• [About this task]
Return the lines below exactly, starting with the line that contains "# point at: wood chip" and stopping after the last line.

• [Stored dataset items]
————————

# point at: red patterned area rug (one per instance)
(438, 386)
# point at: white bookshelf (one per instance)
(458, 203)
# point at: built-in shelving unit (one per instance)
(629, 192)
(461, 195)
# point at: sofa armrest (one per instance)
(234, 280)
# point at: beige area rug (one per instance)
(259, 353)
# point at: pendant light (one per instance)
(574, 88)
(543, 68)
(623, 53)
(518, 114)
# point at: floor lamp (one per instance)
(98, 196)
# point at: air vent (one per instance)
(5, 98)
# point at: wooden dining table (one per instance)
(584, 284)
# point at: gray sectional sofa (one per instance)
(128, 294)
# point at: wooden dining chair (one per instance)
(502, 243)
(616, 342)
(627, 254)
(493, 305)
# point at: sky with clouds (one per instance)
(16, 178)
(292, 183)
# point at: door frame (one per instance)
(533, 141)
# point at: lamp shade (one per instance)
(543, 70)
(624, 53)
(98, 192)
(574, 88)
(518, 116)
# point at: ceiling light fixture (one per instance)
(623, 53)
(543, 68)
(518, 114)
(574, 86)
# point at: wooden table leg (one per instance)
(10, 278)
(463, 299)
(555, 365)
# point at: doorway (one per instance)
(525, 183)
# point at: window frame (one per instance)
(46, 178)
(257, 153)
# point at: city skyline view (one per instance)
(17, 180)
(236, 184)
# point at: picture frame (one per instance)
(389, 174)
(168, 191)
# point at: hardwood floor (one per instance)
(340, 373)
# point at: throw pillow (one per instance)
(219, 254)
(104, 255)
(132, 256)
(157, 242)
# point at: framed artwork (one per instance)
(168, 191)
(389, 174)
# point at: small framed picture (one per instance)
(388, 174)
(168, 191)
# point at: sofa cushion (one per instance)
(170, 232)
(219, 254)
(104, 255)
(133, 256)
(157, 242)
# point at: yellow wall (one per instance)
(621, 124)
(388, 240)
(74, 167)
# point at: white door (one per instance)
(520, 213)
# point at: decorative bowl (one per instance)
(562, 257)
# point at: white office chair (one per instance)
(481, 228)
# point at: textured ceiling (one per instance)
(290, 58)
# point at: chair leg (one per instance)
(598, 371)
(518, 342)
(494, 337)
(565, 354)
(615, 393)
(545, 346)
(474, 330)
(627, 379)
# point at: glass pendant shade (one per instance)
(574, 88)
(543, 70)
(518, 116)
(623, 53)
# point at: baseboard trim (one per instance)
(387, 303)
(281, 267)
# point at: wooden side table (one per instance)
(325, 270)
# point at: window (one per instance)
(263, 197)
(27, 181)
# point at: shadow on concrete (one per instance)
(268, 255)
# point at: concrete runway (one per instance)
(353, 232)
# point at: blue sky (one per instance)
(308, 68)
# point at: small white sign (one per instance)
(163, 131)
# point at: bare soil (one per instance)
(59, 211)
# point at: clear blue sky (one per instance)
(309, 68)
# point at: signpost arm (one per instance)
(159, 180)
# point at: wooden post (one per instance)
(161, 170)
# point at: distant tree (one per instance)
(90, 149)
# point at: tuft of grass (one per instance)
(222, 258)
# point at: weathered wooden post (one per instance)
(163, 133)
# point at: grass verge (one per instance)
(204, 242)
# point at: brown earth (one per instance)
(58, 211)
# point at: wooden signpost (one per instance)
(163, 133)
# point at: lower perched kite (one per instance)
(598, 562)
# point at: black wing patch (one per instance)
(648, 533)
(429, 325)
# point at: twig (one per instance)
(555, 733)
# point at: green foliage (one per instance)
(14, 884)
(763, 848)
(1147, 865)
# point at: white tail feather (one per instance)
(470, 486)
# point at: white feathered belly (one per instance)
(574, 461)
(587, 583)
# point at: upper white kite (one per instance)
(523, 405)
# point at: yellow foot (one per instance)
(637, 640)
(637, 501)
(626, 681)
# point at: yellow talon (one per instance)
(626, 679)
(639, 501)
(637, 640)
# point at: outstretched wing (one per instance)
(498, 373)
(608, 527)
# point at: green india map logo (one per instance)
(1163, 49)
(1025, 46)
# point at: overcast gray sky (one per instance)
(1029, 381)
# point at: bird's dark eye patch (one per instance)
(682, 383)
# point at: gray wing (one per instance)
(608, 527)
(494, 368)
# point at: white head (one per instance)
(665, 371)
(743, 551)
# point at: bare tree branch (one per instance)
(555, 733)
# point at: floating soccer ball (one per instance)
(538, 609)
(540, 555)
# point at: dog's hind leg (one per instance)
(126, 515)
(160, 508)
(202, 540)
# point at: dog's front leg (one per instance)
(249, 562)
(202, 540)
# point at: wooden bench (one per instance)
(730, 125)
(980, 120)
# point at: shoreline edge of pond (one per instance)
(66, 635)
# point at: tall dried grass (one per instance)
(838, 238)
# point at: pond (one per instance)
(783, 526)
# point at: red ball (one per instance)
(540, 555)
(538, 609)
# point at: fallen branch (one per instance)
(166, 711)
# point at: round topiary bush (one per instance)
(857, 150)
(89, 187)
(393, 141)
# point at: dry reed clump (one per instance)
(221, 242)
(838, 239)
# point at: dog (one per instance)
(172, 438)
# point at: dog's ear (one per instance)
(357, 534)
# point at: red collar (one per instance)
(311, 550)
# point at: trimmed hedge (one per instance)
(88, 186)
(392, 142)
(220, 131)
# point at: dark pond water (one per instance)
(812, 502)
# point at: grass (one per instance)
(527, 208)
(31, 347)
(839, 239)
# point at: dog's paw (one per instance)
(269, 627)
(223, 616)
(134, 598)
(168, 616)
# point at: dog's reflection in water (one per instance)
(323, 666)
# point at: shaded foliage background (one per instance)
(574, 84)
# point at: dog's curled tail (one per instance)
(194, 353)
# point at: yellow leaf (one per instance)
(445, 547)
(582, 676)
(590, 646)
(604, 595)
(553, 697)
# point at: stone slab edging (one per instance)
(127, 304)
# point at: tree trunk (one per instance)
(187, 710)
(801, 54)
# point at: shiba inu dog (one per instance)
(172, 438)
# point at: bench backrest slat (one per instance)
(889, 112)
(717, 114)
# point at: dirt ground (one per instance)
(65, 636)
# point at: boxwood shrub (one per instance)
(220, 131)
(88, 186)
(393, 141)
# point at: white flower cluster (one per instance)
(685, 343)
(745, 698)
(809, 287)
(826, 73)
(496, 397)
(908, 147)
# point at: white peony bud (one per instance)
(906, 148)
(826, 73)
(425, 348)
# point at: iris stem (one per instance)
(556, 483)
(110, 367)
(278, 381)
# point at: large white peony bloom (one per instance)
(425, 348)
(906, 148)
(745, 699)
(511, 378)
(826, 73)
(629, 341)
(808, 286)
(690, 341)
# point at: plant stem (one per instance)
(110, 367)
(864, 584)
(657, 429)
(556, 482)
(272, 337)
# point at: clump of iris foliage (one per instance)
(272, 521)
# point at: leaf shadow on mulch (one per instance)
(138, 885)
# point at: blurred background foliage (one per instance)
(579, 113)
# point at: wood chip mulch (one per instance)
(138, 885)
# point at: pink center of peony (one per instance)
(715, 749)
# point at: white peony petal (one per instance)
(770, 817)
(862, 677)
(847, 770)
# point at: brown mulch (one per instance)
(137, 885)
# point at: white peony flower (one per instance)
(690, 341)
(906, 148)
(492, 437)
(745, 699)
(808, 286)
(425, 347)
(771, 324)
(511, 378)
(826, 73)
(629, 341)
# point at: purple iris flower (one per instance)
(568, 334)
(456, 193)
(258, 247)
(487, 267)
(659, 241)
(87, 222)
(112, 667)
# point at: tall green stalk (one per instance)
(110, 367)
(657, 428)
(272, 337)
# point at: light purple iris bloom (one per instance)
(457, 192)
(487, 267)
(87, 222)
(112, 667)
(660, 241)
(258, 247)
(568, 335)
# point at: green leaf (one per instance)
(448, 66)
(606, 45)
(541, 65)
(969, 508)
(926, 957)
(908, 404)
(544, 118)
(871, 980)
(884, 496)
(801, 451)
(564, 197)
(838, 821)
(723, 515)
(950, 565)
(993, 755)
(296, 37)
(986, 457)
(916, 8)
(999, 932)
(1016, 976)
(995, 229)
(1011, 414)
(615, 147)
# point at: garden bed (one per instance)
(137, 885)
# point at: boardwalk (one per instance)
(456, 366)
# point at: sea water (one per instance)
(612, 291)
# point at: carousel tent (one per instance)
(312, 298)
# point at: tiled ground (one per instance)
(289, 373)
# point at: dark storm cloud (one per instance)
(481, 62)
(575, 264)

————————

• [Answer to the problem]
# point at: wood chip mulch (one per instance)
(138, 885)
# point at: pink center of peony (one per instance)
(715, 749)
# point at: white peony petal (one per instance)
(770, 817)
(862, 677)
(847, 770)
# point at: brown mulch (one per instance)
(137, 885)
# point at: white peony flower (one per instance)
(690, 341)
(906, 148)
(492, 437)
(745, 699)
(808, 286)
(425, 347)
(771, 324)
(511, 378)
(826, 73)
(629, 341)
# point at: purple iris flower (one per instance)
(568, 334)
(456, 193)
(258, 247)
(487, 267)
(659, 241)
(87, 222)
(112, 667)
# point at: tall green stalk (one per instance)
(110, 367)
(657, 428)
(272, 337)
# point at: light purple iris bloom (one per instance)
(457, 192)
(487, 267)
(87, 222)
(112, 667)
(660, 241)
(258, 247)
(568, 335)
# point at: green leaf (one per instance)
(448, 66)
(606, 45)
(541, 65)
(969, 508)
(926, 957)
(908, 404)
(544, 118)
(871, 980)
(884, 496)
(801, 451)
(564, 197)
(838, 821)
(723, 515)
(950, 565)
(993, 755)
(296, 37)
(986, 457)
(916, 8)
(999, 932)
(1016, 976)
(995, 229)
(1011, 414)
(615, 147)
# point at: garden bed (one per instance)
(137, 885)
# point at: boardwalk (one per instance)
(456, 366)
# point at: sea water (one per instance)
(612, 291)
# point at: carousel tent (one per instance)
(312, 298)
# point at: tiled ground (one per instance)
(289, 373)
# point at: dark storm cloud (one per instance)
(481, 62)
(575, 264)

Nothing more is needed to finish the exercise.